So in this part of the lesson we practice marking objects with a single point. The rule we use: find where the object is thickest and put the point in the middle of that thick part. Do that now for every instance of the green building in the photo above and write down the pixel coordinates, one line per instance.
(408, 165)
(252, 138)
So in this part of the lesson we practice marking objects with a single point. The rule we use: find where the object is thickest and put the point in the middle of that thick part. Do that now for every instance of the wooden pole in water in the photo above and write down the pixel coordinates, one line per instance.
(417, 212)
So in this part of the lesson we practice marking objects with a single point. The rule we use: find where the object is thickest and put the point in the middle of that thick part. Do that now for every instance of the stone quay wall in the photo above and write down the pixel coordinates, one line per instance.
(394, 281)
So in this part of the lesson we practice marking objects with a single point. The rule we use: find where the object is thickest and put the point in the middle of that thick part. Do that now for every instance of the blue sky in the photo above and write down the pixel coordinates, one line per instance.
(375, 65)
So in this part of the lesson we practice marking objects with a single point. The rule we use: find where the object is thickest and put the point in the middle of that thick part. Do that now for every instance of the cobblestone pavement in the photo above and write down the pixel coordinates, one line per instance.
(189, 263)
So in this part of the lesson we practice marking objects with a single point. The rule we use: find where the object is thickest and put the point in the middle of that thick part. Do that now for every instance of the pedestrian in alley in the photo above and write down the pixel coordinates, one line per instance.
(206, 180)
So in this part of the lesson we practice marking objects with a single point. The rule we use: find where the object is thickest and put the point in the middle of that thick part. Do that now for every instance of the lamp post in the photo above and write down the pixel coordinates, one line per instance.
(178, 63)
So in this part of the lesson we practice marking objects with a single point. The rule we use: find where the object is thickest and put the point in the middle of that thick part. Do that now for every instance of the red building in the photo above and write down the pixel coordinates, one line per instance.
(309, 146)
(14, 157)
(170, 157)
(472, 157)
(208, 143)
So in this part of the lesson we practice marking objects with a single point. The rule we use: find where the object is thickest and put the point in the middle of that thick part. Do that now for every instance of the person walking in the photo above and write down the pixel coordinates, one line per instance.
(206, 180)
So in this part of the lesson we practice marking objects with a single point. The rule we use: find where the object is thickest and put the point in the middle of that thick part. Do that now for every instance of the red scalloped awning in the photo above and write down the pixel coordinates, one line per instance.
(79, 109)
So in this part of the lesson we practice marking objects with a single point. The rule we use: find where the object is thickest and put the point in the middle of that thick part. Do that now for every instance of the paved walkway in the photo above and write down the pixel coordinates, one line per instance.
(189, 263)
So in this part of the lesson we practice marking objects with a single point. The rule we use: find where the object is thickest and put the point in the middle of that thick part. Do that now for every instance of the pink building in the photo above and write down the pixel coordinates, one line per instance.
☆ ☆ ☆ ☆ ☆ ☆ ☆
> **Work to be completed**
Give back the lines of the listing from the one with "of the lamp" through the end, both included, exactly as written and with nothing added.

> **Answer to this task**
So in this part of the lesson we practice marking objects with a single point. The rule we use: find where the object is thickest and put the point in the middle of that thick part. Do that now for every instance of the lamp post in the photo above and write down the pixel coordinates, one line per instance.
(178, 63)
So in this part of the lesson we practice marking objects with a single point. The rule we use: find where the object is thickest and put the point in the middle of that thick part. Do that now for every instance of the red building in the photo above and write down the pixel coordinates, one line per instance.
(309, 146)
(14, 157)
(170, 157)
(472, 157)
(208, 143)
So in this part of the lesson we practice marking objects with a single point. The rule we use: find where the object is thickest and put the point in the middle of that thick part. Do that now for every instance of the person walking in the photo above and write down the pixel coordinates, one line per instance.
(206, 180)
So in this part of the lesson we practice marking objects with a single point. The rule we use: find where the object is thickest and put the point in the middle of that thick part. Do that now for every instance of the red scalloped awning in the photo above and write down the pixel coordinates, one line per instance.
(79, 109)
So in this part of the lesson we practice marking objects with a single point. The rule we use: find where the object is thickest and put the point in the middle of that thick part. Do that now for every instance of the paved walkway in the photo above and write down the pixel coordinates, one line per instance.
(189, 263)
So in this part of the lesson we practice marking objects with a single point. The rule we use: find where the object is thickest and put the point in the middle of that thick part. Do that now for every instance of the pink building in the photo above and write down the pixel coordinates, one line per instance.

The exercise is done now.